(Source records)

■ ■ ■ ■

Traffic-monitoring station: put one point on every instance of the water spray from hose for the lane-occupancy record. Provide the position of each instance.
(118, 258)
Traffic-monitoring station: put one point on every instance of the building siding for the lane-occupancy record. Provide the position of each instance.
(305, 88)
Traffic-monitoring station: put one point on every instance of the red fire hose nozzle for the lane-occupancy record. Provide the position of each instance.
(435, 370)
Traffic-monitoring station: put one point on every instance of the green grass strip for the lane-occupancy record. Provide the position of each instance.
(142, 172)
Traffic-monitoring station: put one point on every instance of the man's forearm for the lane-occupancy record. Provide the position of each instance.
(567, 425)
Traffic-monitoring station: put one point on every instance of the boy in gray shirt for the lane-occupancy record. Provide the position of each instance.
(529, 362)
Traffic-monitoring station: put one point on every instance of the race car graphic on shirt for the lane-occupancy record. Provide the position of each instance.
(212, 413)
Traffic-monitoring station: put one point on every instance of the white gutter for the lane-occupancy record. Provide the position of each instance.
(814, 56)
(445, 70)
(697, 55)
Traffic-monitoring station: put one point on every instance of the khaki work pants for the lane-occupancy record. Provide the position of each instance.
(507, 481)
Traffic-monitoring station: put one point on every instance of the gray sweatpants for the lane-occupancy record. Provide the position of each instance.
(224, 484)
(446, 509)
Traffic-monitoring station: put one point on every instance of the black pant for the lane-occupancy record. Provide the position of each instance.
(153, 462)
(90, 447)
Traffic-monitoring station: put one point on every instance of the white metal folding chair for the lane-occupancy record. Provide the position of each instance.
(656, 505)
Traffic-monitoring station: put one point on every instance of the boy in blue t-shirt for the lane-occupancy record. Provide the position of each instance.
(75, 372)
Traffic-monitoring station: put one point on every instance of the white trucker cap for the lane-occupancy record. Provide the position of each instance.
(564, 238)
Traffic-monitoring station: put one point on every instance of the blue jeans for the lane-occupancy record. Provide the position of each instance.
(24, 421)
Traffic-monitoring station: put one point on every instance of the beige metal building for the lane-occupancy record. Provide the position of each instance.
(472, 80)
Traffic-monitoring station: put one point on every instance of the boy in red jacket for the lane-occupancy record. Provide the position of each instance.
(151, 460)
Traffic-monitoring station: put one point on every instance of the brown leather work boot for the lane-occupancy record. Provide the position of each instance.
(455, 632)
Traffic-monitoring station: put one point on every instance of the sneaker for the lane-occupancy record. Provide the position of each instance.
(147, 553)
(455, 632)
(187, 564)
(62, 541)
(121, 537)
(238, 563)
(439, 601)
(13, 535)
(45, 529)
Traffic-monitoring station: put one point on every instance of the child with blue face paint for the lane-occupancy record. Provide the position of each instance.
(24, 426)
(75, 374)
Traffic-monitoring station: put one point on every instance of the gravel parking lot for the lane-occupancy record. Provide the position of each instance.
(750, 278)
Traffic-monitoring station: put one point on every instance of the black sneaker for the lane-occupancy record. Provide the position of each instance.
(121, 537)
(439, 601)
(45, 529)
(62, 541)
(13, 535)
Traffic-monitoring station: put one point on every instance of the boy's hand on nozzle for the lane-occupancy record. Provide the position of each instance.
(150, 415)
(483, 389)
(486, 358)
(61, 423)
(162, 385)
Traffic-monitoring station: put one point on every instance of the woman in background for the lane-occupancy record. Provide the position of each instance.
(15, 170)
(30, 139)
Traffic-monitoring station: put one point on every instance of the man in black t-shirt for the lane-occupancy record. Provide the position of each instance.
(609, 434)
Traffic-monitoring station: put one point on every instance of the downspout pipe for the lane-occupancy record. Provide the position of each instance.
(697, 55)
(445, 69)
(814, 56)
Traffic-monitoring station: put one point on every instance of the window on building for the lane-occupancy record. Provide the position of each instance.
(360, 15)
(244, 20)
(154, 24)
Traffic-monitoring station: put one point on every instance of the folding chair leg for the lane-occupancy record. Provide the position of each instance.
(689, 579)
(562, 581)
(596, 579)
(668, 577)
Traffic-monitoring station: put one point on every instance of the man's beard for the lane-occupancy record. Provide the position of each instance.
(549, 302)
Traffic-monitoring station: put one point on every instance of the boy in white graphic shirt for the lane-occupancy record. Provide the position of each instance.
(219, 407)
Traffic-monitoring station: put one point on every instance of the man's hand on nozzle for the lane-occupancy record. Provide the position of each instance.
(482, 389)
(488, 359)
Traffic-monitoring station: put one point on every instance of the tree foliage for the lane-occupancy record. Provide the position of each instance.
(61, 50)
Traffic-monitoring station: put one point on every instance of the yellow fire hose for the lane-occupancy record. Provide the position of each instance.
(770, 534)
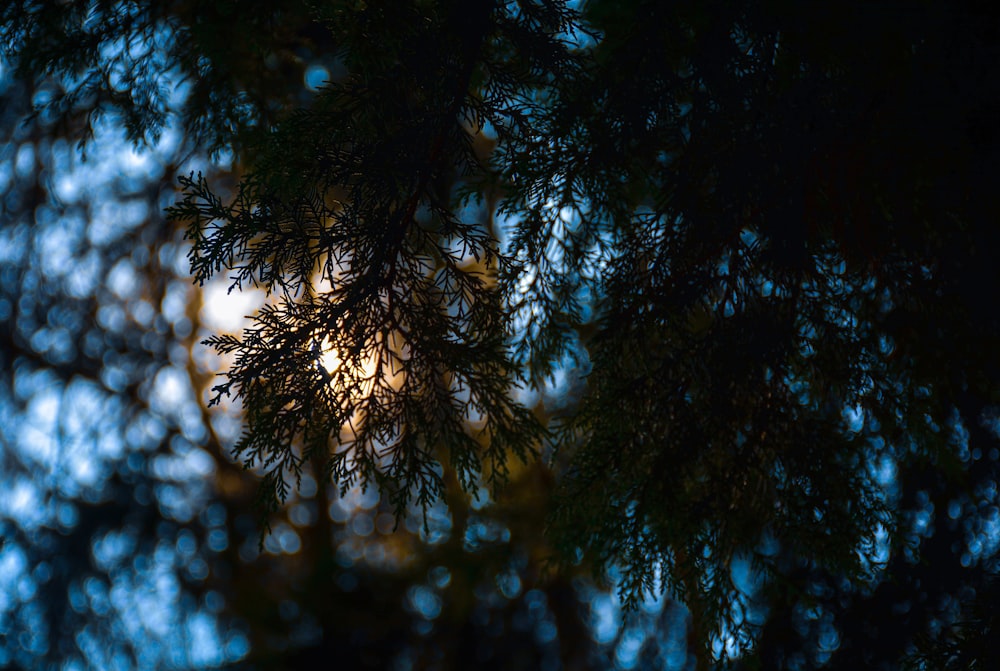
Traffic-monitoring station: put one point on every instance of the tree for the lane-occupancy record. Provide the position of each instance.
(754, 234)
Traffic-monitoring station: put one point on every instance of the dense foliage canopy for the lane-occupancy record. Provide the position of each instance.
(714, 277)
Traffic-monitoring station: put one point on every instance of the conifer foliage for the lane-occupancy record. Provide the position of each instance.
(758, 230)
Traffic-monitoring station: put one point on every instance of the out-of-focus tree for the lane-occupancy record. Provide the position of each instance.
(748, 242)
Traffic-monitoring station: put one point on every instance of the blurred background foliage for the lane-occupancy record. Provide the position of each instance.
(129, 536)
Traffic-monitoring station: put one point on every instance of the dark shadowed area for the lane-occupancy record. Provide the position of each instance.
(434, 334)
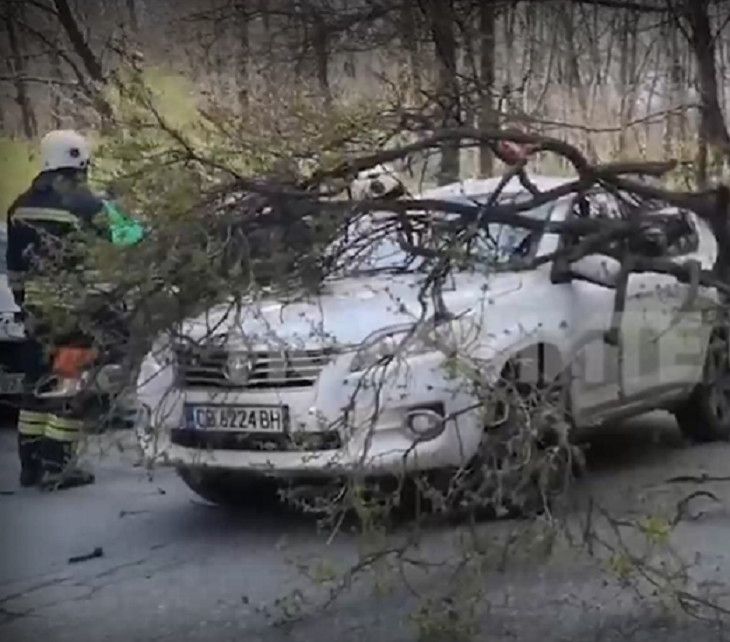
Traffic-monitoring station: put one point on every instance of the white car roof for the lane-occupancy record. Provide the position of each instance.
(479, 186)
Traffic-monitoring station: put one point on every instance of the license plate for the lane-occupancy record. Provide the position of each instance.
(11, 384)
(254, 419)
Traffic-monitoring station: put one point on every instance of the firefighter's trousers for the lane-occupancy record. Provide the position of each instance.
(49, 428)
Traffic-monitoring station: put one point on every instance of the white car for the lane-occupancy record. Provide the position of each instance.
(12, 338)
(350, 382)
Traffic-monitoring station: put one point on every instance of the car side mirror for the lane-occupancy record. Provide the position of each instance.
(598, 269)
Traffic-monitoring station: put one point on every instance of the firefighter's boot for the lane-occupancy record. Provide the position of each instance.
(59, 469)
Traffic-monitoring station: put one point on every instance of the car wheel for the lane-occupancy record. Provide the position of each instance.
(229, 489)
(705, 416)
(525, 459)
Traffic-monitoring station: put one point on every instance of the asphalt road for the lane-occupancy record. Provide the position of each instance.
(175, 568)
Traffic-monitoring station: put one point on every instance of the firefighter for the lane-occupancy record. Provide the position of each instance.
(41, 222)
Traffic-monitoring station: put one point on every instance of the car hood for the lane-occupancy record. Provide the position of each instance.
(345, 312)
(7, 301)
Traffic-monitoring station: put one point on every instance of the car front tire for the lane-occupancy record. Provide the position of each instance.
(526, 460)
(705, 416)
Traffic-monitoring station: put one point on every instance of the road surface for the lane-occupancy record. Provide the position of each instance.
(174, 568)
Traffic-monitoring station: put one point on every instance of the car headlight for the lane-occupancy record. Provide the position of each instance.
(382, 347)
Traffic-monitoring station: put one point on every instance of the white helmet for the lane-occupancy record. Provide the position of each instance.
(376, 182)
(65, 149)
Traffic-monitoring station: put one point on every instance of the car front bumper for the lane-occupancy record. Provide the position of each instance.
(352, 424)
(12, 354)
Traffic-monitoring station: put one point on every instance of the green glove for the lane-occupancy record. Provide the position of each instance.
(125, 231)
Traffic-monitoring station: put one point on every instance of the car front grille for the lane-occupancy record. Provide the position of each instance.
(229, 440)
(203, 367)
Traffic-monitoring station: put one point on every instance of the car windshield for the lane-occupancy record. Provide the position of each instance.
(373, 244)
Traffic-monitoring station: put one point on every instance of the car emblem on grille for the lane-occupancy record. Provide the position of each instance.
(239, 368)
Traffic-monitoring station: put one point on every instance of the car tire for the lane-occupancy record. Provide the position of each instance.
(705, 416)
(229, 489)
(525, 459)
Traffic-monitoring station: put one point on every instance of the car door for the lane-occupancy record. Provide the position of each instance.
(594, 362)
(662, 343)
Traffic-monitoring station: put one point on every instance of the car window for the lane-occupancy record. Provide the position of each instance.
(665, 240)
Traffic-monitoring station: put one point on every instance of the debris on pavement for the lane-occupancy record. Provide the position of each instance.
(96, 553)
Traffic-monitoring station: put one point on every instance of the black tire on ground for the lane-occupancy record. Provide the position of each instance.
(705, 416)
(229, 489)
(525, 460)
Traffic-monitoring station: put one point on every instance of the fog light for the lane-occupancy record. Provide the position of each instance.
(425, 422)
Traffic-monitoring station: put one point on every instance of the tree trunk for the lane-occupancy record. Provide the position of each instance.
(321, 44)
(409, 38)
(243, 48)
(56, 73)
(487, 115)
(133, 16)
(90, 61)
(713, 129)
(440, 16)
(18, 69)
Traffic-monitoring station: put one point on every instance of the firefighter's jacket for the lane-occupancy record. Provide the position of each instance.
(43, 224)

■ ■ ■ ■

### Your objective
Reproduce verbatim the stretch of lines beginning with the one containing "the firefighter's jacket" and ending at the close of the entries above.

### Finished task
Traffic-monitoring station: put one point on every instance of the firefighter's jacket for the lane-occupancy record. Provide the position of each instance.
(43, 224)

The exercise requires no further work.